BEGIN RECORDS

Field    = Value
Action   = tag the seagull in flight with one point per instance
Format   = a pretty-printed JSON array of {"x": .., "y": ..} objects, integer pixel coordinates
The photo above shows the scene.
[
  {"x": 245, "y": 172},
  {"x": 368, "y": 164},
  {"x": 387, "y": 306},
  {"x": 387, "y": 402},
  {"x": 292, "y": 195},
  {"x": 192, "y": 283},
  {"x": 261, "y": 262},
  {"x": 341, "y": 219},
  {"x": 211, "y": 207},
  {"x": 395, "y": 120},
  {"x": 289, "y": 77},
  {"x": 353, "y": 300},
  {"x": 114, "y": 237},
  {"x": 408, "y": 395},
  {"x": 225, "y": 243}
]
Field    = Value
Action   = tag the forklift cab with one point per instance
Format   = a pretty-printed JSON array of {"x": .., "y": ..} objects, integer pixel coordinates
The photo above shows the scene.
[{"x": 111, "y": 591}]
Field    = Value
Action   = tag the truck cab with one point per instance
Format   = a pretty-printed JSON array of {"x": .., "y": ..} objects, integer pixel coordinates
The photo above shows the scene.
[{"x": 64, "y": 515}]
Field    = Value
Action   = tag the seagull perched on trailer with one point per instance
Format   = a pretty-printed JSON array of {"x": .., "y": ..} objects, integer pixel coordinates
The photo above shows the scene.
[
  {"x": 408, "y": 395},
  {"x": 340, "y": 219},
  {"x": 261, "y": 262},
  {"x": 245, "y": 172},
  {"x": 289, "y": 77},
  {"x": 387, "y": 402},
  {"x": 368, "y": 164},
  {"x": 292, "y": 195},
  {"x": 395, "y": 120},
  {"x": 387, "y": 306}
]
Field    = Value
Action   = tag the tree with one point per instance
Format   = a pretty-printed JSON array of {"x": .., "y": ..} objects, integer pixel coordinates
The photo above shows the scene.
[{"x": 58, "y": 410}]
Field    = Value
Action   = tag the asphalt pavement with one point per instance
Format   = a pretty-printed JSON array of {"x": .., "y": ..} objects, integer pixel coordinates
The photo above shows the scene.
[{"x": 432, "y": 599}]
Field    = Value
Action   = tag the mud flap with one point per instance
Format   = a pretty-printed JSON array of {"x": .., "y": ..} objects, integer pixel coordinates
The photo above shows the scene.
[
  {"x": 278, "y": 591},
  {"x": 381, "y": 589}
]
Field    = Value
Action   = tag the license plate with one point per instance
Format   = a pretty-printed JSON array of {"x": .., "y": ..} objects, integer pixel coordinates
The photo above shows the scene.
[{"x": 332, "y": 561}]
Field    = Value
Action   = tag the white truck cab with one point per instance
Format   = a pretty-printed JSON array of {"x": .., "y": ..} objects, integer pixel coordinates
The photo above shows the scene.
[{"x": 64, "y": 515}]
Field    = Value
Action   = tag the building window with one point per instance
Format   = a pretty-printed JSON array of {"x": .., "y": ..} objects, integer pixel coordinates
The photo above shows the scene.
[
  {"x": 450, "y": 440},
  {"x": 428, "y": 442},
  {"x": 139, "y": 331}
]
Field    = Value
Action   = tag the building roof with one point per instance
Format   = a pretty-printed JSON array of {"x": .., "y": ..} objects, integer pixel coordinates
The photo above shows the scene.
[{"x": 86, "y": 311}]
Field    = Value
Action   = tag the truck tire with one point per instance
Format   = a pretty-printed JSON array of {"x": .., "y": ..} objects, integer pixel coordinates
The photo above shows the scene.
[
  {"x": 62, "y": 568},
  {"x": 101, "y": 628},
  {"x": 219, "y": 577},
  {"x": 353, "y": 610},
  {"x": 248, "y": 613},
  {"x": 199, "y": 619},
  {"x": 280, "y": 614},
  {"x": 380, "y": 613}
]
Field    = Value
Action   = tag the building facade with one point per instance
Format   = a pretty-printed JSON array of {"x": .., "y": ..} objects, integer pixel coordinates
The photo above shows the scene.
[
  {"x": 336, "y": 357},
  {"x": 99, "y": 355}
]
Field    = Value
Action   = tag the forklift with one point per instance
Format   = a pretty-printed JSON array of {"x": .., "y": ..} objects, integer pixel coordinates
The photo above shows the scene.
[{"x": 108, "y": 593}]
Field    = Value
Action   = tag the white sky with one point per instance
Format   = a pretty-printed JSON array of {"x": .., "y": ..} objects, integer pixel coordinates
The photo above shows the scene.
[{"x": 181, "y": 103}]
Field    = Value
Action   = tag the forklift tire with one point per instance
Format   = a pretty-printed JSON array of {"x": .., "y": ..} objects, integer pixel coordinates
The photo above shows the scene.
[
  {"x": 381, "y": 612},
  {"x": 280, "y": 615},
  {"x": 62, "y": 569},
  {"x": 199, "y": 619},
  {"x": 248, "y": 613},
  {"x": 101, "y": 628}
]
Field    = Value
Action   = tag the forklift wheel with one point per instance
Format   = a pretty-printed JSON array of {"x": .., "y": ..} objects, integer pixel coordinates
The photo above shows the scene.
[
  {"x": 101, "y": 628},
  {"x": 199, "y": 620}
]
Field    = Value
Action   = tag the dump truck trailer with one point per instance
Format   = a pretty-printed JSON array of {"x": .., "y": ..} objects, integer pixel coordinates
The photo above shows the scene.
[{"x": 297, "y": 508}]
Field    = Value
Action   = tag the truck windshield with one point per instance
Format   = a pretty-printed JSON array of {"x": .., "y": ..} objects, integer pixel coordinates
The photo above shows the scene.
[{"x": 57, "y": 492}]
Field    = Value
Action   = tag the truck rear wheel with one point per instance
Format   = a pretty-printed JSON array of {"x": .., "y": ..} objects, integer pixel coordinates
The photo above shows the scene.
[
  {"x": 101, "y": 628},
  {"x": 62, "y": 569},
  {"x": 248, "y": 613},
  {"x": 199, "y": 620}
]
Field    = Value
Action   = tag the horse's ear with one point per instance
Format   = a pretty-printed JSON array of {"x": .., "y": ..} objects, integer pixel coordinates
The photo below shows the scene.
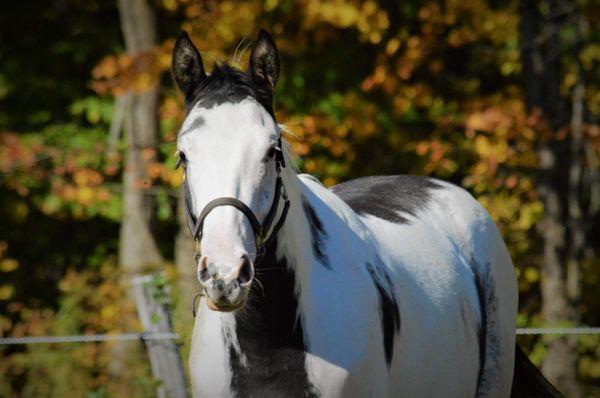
[
  {"x": 187, "y": 67},
  {"x": 264, "y": 61}
]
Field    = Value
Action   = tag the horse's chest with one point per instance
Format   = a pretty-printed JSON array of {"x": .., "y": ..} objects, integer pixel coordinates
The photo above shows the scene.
[{"x": 270, "y": 372}]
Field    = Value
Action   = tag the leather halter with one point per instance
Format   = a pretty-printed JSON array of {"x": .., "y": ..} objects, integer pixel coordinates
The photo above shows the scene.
[{"x": 261, "y": 230}]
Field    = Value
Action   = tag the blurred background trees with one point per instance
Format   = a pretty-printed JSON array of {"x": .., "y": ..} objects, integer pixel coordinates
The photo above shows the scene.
[{"x": 500, "y": 97}]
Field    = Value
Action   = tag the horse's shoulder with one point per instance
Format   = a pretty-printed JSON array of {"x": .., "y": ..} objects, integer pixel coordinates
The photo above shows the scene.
[{"x": 391, "y": 198}]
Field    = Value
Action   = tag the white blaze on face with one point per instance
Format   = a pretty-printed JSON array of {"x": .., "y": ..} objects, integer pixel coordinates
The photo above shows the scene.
[{"x": 225, "y": 147}]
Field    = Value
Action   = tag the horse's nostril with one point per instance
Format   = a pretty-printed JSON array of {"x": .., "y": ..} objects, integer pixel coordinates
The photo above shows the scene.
[
  {"x": 246, "y": 272},
  {"x": 205, "y": 272},
  {"x": 204, "y": 275}
]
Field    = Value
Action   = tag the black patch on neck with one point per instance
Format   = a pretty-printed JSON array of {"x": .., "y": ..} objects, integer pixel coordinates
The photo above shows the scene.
[
  {"x": 227, "y": 84},
  {"x": 270, "y": 336},
  {"x": 318, "y": 234},
  {"x": 390, "y": 312},
  {"x": 489, "y": 339},
  {"x": 387, "y": 197},
  {"x": 481, "y": 333}
]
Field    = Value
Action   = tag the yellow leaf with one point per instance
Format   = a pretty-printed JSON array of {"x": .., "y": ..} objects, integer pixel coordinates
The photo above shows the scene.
[
  {"x": 6, "y": 292},
  {"x": 8, "y": 264}
]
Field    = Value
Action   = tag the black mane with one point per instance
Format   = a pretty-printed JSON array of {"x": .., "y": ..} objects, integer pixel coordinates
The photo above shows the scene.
[{"x": 228, "y": 84}]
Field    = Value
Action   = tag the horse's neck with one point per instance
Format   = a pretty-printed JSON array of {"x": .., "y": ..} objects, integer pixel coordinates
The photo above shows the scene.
[{"x": 270, "y": 317}]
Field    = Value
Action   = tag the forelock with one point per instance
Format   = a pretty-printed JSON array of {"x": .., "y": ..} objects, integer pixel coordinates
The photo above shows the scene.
[{"x": 227, "y": 84}]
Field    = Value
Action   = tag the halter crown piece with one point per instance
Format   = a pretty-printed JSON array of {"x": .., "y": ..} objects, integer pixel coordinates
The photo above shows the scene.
[{"x": 261, "y": 230}]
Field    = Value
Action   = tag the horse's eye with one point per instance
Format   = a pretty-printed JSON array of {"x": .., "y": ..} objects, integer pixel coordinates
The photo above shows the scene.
[{"x": 182, "y": 160}]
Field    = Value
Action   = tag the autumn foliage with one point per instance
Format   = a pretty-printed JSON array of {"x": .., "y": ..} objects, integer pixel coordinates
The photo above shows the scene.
[{"x": 367, "y": 87}]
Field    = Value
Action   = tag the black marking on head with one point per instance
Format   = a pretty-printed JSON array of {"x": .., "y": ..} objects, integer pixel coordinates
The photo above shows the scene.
[
  {"x": 390, "y": 312},
  {"x": 270, "y": 336},
  {"x": 227, "y": 84},
  {"x": 387, "y": 197},
  {"x": 318, "y": 233},
  {"x": 264, "y": 61},
  {"x": 489, "y": 338}
]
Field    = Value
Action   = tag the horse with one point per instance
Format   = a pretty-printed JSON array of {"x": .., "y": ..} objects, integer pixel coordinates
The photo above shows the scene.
[{"x": 383, "y": 286}]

END RECORDS

## ASSIGNMENT
From the entries above, copy out every line where the string "wheel" appears.

## ANSWER
Action   = tag the forklift wheel with one point per instance
Action   = tag the truck rear wheel with one point per instance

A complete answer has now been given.